HOW TO COMPLETE THIS TASK: In the data below, find the line containing "Target: defensive wall", then set down that line and every later line up to and including the line containing "Target: dark storm cloud", exactly.

EXERCISE MATERIAL:
========================================

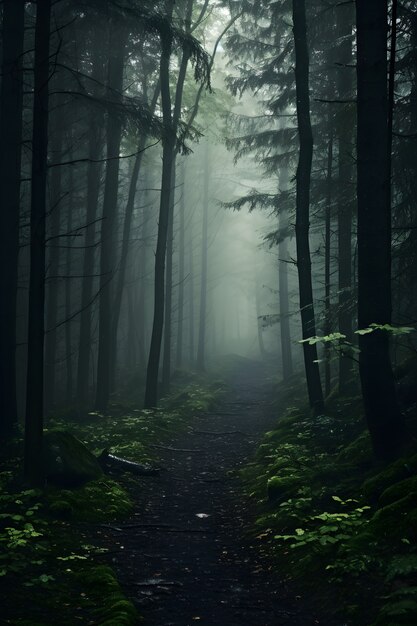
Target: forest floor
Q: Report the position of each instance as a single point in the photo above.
(187, 555)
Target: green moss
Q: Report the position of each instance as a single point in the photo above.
(358, 452)
(399, 470)
(397, 520)
(100, 500)
(398, 491)
(279, 486)
(101, 586)
(68, 462)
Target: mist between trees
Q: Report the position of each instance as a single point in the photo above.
(180, 180)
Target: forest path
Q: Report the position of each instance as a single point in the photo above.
(194, 563)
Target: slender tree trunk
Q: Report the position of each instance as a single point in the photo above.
(143, 291)
(68, 296)
(131, 334)
(151, 392)
(117, 304)
(284, 301)
(170, 150)
(327, 266)
(10, 166)
(130, 205)
(302, 225)
(385, 423)
(118, 37)
(181, 269)
(166, 363)
(261, 344)
(204, 265)
(34, 471)
(345, 90)
(53, 282)
(191, 312)
(96, 120)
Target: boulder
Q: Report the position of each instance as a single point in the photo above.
(68, 462)
(281, 486)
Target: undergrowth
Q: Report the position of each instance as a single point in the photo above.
(46, 556)
(334, 521)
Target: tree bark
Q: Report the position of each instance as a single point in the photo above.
(166, 362)
(181, 270)
(34, 470)
(384, 420)
(96, 120)
(345, 89)
(284, 302)
(201, 347)
(117, 45)
(302, 225)
(52, 284)
(327, 266)
(10, 167)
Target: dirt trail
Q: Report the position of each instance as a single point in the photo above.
(194, 564)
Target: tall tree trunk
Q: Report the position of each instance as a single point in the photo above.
(127, 224)
(166, 363)
(345, 89)
(118, 296)
(170, 149)
(96, 120)
(143, 280)
(191, 313)
(261, 343)
(204, 265)
(284, 301)
(302, 225)
(53, 282)
(34, 471)
(385, 423)
(327, 265)
(10, 166)
(117, 45)
(68, 295)
(181, 269)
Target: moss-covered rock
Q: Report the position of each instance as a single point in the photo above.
(399, 470)
(68, 462)
(397, 520)
(359, 452)
(398, 491)
(280, 486)
(98, 500)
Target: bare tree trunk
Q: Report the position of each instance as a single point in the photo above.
(191, 313)
(302, 226)
(96, 120)
(261, 344)
(385, 423)
(204, 266)
(130, 205)
(345, 90)
(34, 471)
(166, 363)
(143, 281)
(118, 36)
(52, 284)
(284, 301)
(68, 294)
(181, 270)
(10, 166)
(327, 267)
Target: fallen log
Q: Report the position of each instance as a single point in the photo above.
(111, 462)
(159, 447)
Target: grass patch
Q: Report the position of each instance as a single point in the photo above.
(45, 554)
(334, 521)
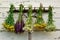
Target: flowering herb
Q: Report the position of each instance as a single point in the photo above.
(50, 25)
(9, 22)
(39, 24)
(20, 23)
(28, 24)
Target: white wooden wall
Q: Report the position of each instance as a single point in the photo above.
(4, 7)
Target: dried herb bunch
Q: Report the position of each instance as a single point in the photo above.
(50, 26)
(9, 22)
(28, 24)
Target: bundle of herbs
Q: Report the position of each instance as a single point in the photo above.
(28, 24)
(20, 23)
(39, 24)
(50, 26)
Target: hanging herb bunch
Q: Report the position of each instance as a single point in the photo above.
(20, 23)
(50, 25)
(9, 22)
(28, 24)
(39, 24)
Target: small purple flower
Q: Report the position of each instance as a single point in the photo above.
(19, 26)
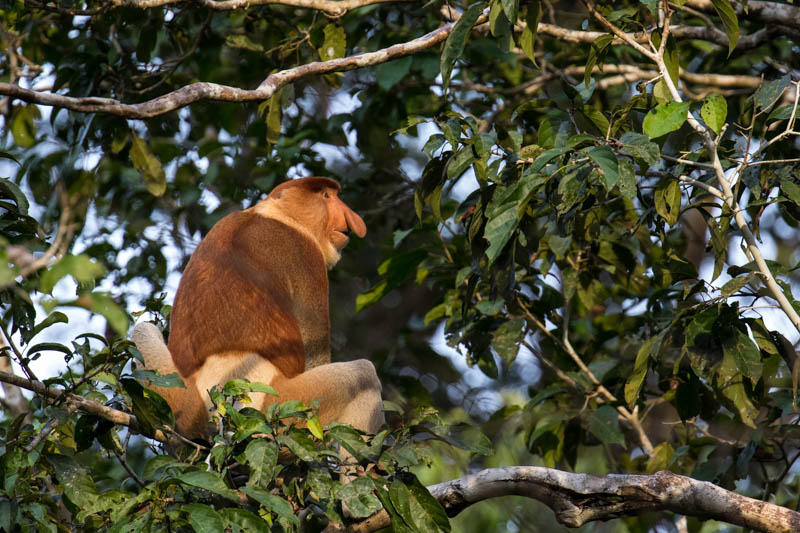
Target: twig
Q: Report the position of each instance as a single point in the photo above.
(728, 195)
(198, 91)
(578, 499)
(112, 415)
(631, 418)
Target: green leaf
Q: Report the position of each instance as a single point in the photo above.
(729, 381)
(729, 22)
(416, 506)
(745, 353)
(454, 46)
(511, 9)
(148, 166)
(733, 285)
(315, 427)
(607, 161)
(172, 380)
(148, 407)
(634, 383)
(81, 267)
(528, 37)
(358, 497)
(74, 480)
(597, 52)
(504, 210)
(791, 190)
(641, 147)
(604, 424)
(23, 127)
(465, 436)
(668, 201)
(457, 164)
(714, 112)
(772, 91)
(627, 179)
(348, 438)
(395, 270)
(262, 457)
(156, 466)
(660, 458)
(246, 521)
(273, 119)
(210, 481)
(299, 444)
(391, 72)
(274, 504)
(506, 339)
(243, 42)
(203, 518)
(9, 189)
(665, 118)
(335, 43)
(103, 304)
(55, 317)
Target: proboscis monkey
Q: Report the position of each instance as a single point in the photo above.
(253, 303)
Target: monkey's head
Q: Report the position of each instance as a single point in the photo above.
(313, 205)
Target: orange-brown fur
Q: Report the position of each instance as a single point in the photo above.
(253, 303)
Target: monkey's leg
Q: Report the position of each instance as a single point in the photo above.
(349, 393)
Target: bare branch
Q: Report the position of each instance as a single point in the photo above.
(332, 8)
(578, 499)
(198, 91)
(77, 402)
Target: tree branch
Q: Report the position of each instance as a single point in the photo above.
(725, 184)
(332, 8)
(74, 401)
(578, 499)
(767, 12)
(198, 91)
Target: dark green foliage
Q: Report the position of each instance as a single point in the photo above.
(521, 202)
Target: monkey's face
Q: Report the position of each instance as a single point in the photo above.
(341, 220)
(314, 207)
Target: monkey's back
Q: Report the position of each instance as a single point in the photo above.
(254, 282)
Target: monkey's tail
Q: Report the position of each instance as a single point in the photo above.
(150, 341)
(191, 414)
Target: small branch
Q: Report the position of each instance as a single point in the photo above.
(729, 197)
(767, 12)
(632, 418)
(14, 401)
(74, 401)
(332, 8)
(198, 91)
(578, 499)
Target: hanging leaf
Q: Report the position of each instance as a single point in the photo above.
(335, 43)
(665, 118)
(729, 21)
(714, 112)
(528, 37)
(457, 39)
(148, 166)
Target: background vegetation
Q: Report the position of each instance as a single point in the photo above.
(568, 205)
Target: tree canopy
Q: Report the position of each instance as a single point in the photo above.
(581, 258)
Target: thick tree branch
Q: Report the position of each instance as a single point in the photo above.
(332, 8)
(578, 499)
(725, 184)
(73, 400)
(196, 92)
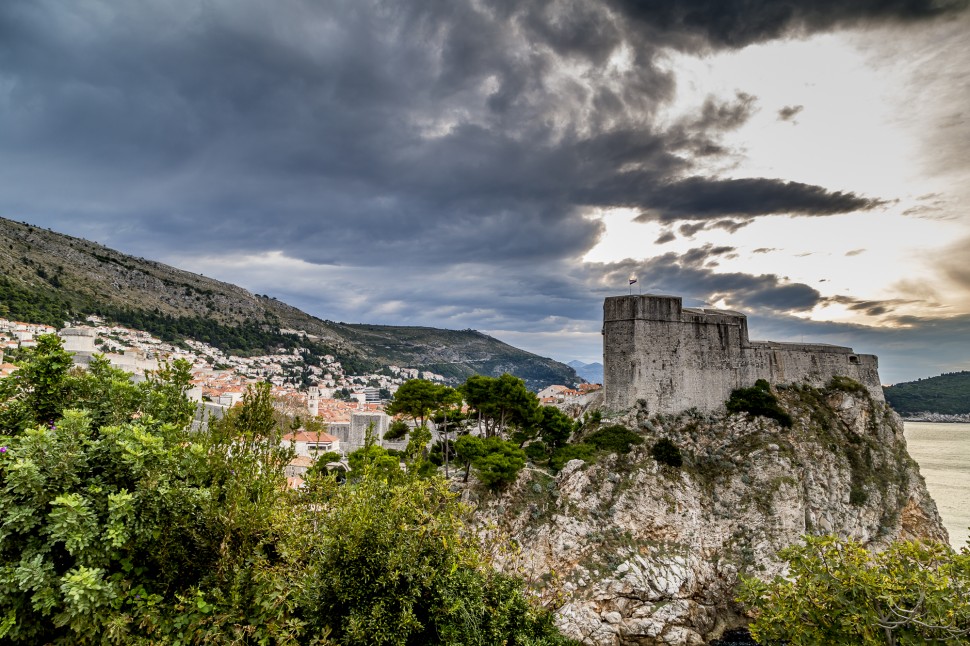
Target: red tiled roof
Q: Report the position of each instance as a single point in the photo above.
(304, 436)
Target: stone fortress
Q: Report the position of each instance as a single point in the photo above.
(676, 358)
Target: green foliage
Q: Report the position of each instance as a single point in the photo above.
(580, 451)
(397, 430)
(468, 448)
(120, 526)
(948, 394)
(837, 592)
(555, 427)
(419, 399)
(393, 565)
(500, 403)
(614, 439)
(759, 401)
(374, 459)
(847, 385)
(666, 452)
(500, 462)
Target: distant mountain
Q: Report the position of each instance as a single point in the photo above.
(948, 394)
(47, 277)
(591, 372)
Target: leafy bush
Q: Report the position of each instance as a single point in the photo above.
(836, 592)
(397, 429)
(564, 454)
(500, 463)
(759, 401)
(387, 571)
(666, 452)
(614, 439)
(139, 531)
(846, 384)
(537, 452)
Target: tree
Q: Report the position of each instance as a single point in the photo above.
(38, 391)
(499, 463)
(555, 427)
(420, 400)
(500, 403)
(393, 564)
(837, 592)
(416, 398)
(468, 448)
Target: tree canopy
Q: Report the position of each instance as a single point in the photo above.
(837, 592)
(120, 525)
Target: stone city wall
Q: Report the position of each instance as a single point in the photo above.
(677, 358)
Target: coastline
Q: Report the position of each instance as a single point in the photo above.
(937, 418)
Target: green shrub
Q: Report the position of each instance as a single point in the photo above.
(564, 454)
(666, 452)
(759, 401)
(614, 439)
(500, 464)
(397, 430)
(846, 384)
(537, 452)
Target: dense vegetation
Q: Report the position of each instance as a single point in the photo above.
(758, 400)
(120, 525)
(837, 592)
(948, 394)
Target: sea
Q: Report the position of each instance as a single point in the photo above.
(943, 454)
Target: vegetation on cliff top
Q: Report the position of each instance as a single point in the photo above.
(121, 526)
(947, 394)
(838, 592)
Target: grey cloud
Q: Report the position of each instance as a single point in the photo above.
(431, 154)
(697, 198)
(736, 23)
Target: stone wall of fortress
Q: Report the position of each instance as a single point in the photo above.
(676, 358)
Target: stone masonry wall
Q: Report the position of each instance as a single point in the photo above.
(677, 358)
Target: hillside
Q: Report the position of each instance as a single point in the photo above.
(948, 394)
(47, 277)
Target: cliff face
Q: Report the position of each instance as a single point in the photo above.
(644, 553)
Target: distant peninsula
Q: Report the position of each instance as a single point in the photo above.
(945, 398)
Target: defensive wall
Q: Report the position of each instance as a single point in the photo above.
(676, 358)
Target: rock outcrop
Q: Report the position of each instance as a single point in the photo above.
(644, 553)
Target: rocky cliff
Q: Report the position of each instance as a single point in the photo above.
(644, 553)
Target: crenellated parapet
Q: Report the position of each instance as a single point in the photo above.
(676, 358)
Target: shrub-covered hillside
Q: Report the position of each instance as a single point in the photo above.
(948, 394)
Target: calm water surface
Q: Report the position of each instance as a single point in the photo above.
(943, 454)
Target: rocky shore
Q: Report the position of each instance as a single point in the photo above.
(636, 552)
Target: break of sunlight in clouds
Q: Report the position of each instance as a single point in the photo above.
(846, 137)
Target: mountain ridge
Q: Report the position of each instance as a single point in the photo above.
(946, 394)
(54, 278)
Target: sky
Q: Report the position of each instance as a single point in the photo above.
(504, 166)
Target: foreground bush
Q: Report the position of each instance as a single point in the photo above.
(759, 401)
(120, 526)
(837, 592)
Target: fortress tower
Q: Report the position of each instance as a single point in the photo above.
(677, 358)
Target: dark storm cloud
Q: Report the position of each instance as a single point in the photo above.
(736, 23)
(700, 198)
(870, 307)
(425, 162)
(357, 124)
(692, 275)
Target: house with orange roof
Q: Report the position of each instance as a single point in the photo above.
(310, 444)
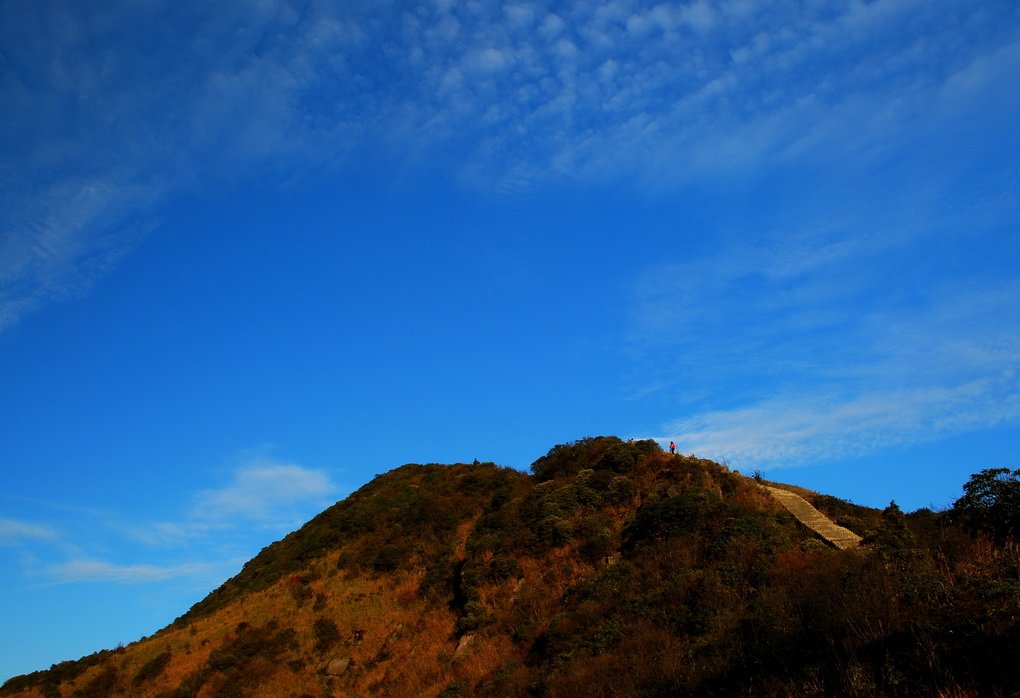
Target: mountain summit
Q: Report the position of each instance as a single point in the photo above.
(612, 569)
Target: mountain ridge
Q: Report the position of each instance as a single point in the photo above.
(613, 568)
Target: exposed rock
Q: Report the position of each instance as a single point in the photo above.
(464, 646)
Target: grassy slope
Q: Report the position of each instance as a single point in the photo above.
(615, 569)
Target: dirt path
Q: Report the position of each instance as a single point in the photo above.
(814, 519)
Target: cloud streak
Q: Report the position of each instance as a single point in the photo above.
(262, 490)
(13, 532)
(509, 96)
(95, 570)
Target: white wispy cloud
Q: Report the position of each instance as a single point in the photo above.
(13, 532)
(509, 96)
(96, 570)
(264, 489)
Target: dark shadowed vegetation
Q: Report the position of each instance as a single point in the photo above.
(613, 569)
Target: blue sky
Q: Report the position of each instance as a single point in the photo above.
(254, 253)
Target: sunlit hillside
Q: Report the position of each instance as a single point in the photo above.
(613, 569)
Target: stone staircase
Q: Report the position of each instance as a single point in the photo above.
(814, 519)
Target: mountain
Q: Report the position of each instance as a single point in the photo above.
(612, 569)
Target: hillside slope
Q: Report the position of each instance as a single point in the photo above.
(614, 569)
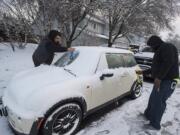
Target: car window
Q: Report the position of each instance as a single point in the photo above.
(67, 59)
(147, 49)
(129, 60)
(102, 63)
(114, 60)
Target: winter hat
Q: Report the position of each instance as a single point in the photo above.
(53, 33)
(154, 41)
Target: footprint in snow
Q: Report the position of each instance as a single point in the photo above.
(167, 124)
(105, 132)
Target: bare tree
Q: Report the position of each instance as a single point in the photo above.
(137, 16)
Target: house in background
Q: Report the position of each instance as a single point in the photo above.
(96, 32)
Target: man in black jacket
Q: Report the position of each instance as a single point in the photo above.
(44, 54)
(165, 70)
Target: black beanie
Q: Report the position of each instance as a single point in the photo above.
(154, 41)
(53, 33)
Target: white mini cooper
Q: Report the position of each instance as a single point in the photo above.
(53, 100)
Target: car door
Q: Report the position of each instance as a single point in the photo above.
(129, 76)
(106, 89)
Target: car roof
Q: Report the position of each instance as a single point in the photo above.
(99, 49)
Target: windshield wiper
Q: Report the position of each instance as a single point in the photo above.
(69, 71)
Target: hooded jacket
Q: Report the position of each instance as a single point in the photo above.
(44, 53)
(165, 61)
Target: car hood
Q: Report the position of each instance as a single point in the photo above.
(27, 83)
(145, 54)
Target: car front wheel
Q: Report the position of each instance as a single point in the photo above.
(65, 120)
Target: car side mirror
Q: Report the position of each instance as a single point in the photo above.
(103, 76)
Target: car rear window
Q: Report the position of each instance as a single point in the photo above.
(129, 60)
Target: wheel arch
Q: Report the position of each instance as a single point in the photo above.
(78, 100)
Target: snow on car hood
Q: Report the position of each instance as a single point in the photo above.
(145, 54)
(27, 83)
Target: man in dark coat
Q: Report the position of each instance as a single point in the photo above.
(165, 70)
(44, 53)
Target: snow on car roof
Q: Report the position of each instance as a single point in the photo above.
(99, 49)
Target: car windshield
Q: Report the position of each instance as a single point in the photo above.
(67, 59)
(147, 49)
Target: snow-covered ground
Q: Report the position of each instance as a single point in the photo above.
(122, 120)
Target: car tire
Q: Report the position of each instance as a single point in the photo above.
(136, 90)
(65, 120)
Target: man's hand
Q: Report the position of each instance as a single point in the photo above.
(157, 83)
(71, 49)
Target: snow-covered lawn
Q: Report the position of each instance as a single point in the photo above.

========================================

ANSWER BELOW:
Target: defensive wall
Q: Report the position of each instance as a single point in the photo above.
(676, 358)
Target: rock outcrop
Q: Report the position of each instance as a single point in the photo above.
(644, 553)
Target: rocky cliff
Q: Report the position of each instance as a single point in the photo above.
(644, 553)
Target: crenellated parapet
Q: Report the position of each instance as a single point in the photo above.
(676, 358)
Target: shrub-covered hillside
Q: Report the position of each instance as a single point in the photo above.
(948, 394)
Target: calm water surface
Q: Report the position of each instance as a single point in the photo above.
(943, 454)
Target: rocky shore
Q: Report the position of each instance as a single point in the photo above.
(636, 552)
Target: break of sunlight in clouds
Q: Report the position of each instance as a single point in the photo above.
(846, 137)
Target: mountain ridge
Q: Report the position of each instance as a single point in the photo above.
(946, 394)
(54, 278)
Target: sky
Q: Report the position of each instance as a single point in the photo above.
(504, 166)
Target: foreground bush
Q: Report the position of each instance as a single point in the photo above.
(759, 401)
(120, 526)
(837, 592)
Target: fortress tower
Q: Report the position of each instance as a single point in the photo above.
(677, 358)
Target: dark storm cloud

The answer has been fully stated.